Saved entries:
┌────────

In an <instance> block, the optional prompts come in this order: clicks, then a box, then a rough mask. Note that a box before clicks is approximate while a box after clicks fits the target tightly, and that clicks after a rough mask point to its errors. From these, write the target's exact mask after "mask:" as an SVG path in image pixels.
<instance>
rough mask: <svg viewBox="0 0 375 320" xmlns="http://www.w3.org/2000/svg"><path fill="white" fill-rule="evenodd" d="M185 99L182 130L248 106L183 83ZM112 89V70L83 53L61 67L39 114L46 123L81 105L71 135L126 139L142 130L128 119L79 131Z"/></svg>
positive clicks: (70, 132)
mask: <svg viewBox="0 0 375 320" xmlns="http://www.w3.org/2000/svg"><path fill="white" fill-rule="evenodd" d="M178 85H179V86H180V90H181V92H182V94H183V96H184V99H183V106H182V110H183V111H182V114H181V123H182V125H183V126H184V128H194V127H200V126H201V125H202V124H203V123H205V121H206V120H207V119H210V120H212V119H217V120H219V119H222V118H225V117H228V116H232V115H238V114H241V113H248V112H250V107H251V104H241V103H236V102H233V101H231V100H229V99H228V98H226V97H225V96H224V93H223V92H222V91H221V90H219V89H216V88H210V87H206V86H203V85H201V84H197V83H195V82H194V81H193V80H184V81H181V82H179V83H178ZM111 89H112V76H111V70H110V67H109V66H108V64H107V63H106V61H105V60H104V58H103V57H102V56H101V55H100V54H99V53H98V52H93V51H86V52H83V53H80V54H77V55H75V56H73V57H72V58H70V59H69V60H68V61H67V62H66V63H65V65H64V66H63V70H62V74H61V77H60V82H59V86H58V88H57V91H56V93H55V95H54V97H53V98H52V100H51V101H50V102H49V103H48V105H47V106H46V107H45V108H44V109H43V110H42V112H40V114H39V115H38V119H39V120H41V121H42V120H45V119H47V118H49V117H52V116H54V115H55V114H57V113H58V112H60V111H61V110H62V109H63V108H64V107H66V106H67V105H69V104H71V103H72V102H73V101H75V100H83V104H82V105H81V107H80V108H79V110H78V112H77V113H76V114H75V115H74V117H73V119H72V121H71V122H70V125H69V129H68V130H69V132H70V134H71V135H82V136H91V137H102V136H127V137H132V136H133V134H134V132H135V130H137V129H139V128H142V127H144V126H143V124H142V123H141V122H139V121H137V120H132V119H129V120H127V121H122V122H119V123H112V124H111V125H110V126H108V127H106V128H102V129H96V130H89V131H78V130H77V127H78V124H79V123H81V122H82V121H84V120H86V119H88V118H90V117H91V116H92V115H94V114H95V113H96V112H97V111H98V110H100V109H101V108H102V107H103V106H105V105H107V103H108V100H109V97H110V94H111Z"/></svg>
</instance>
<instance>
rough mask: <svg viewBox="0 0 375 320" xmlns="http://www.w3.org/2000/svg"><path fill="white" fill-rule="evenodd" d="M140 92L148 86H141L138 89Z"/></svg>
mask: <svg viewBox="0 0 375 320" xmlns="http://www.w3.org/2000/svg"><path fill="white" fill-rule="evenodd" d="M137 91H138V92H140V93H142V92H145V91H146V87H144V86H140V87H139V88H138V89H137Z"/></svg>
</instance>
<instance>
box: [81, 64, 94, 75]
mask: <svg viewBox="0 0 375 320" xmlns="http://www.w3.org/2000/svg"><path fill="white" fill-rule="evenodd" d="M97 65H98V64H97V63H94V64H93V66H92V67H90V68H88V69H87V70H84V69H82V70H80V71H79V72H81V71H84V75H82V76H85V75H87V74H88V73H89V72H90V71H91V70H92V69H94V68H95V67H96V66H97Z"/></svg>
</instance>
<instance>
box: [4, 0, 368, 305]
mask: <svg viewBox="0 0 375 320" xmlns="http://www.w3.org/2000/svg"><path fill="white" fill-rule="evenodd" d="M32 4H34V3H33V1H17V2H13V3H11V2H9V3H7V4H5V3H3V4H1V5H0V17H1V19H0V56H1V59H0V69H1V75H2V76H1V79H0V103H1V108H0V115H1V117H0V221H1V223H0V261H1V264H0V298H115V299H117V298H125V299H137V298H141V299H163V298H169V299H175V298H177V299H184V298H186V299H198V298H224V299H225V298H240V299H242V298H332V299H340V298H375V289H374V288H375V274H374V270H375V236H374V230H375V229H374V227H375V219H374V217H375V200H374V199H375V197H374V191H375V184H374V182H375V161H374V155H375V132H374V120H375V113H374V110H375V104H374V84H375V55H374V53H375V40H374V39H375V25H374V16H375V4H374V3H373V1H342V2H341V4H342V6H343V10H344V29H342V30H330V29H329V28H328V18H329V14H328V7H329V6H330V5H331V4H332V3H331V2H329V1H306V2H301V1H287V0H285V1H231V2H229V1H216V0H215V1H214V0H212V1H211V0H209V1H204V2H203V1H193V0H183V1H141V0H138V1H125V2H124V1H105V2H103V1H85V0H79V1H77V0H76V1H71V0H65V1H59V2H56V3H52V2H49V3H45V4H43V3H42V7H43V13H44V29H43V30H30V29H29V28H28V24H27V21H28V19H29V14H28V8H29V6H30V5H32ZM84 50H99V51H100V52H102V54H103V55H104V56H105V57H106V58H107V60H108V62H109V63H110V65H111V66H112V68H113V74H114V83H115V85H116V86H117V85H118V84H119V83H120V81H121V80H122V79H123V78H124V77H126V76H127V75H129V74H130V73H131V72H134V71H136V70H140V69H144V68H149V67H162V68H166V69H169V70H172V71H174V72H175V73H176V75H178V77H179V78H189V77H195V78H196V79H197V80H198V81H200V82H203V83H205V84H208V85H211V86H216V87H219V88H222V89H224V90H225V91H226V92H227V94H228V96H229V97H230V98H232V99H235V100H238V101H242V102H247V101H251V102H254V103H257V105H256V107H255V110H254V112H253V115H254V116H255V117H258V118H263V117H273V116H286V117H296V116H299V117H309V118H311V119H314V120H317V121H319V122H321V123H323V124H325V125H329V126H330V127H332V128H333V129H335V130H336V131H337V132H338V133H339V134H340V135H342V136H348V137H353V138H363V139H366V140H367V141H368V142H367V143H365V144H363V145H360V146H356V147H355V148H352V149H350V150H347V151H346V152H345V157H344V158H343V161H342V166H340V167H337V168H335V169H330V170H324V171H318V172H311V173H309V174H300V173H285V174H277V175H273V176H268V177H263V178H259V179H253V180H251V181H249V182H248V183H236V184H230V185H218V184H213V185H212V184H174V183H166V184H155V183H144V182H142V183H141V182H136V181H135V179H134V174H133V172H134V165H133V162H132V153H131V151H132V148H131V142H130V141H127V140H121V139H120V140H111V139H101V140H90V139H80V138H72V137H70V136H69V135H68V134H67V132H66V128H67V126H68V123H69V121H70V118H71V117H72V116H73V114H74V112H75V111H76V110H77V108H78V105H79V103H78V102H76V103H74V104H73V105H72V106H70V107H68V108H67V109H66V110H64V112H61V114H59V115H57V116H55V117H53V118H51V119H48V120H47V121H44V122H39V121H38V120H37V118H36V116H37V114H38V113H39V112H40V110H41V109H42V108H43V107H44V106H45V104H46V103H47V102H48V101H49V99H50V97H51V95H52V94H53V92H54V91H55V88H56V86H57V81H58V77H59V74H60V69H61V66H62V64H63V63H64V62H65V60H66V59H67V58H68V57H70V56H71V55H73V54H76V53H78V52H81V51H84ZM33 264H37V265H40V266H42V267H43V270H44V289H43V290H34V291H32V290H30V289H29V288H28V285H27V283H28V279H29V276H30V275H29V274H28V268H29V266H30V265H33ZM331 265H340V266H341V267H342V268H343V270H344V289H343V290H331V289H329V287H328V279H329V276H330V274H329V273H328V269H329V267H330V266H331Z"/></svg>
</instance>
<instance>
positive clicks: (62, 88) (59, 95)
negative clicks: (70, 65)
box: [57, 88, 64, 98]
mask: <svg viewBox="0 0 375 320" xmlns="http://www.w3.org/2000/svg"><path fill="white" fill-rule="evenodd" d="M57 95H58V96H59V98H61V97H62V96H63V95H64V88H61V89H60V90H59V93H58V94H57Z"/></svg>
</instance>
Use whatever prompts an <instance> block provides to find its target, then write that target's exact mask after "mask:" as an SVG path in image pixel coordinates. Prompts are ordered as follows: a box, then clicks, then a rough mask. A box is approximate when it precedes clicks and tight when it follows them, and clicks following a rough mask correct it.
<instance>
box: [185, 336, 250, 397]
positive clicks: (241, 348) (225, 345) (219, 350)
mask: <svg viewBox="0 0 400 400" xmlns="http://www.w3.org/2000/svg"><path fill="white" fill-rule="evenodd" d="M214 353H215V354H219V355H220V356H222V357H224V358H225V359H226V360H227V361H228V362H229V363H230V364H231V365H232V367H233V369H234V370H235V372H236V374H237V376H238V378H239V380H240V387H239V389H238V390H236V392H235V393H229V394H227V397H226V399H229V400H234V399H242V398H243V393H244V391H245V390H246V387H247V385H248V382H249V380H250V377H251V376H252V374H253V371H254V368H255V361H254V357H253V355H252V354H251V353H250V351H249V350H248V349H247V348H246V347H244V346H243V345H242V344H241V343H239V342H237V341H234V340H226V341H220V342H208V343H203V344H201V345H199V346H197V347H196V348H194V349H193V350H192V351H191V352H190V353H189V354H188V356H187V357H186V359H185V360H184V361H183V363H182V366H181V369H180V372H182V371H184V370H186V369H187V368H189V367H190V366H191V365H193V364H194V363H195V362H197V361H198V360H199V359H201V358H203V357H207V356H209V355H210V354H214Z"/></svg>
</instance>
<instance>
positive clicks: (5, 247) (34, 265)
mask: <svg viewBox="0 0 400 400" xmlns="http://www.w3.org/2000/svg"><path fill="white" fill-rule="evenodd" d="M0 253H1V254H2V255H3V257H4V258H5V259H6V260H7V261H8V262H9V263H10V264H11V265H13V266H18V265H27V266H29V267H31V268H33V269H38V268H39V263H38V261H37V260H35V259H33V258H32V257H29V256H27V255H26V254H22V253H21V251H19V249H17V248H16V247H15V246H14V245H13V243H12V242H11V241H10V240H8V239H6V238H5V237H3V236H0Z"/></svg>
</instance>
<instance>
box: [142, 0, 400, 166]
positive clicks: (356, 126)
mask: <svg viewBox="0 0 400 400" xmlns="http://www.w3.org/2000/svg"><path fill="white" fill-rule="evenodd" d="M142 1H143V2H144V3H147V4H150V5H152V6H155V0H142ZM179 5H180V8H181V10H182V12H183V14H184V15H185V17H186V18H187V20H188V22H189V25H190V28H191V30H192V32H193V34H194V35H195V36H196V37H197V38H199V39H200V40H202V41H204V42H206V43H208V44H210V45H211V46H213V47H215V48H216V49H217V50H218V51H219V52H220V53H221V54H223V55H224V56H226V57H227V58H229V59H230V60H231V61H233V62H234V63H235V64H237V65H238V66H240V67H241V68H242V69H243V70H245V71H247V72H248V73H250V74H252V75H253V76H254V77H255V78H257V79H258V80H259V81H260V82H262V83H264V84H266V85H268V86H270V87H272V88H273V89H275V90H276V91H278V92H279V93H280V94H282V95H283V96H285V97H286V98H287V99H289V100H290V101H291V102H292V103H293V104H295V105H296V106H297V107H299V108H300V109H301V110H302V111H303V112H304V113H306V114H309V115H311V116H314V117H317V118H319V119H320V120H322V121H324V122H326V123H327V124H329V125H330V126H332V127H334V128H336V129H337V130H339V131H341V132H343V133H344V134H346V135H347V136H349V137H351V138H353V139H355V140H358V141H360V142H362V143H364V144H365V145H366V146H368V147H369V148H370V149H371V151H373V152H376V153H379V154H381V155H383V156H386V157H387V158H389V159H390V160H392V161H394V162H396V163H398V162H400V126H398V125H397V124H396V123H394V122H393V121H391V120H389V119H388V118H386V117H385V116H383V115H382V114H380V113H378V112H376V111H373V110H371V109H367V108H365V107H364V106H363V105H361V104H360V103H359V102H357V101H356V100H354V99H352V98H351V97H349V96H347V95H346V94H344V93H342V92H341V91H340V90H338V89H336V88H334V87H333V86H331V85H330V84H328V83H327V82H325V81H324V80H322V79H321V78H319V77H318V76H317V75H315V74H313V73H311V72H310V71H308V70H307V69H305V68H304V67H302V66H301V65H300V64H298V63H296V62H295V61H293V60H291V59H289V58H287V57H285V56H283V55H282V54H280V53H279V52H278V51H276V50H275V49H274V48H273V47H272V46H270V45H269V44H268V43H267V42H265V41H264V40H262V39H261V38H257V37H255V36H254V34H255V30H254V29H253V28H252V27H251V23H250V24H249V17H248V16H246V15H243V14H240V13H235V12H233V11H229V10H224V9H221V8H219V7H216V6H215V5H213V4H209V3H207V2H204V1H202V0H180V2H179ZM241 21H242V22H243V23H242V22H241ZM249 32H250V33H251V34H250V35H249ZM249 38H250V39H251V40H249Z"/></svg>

└────────

**Task:**
Across the data, pull every line containing the string "exact".

**Result below:**
In an <instance> block, the optional prompts come in this order: clicks, then a box, then a rough mask. Note that a box before clicks is approximate while a box after clicks fits the target tightly, and that clicks after a rough mask point to its errors. From these, write the target's exact mask after "mask:" as an SVG path in image pixels.
Use whatever prompts an <instance> block provides to find its target, then write that target's exact mask after "mask:" as an SVG path in image pixel coordinates. Prompts are ordered as follows: a box, then clicks, then a rough mask. A box is approximate when it precedes clicks and tight when it follows them, and clicks following a rough mask correct it.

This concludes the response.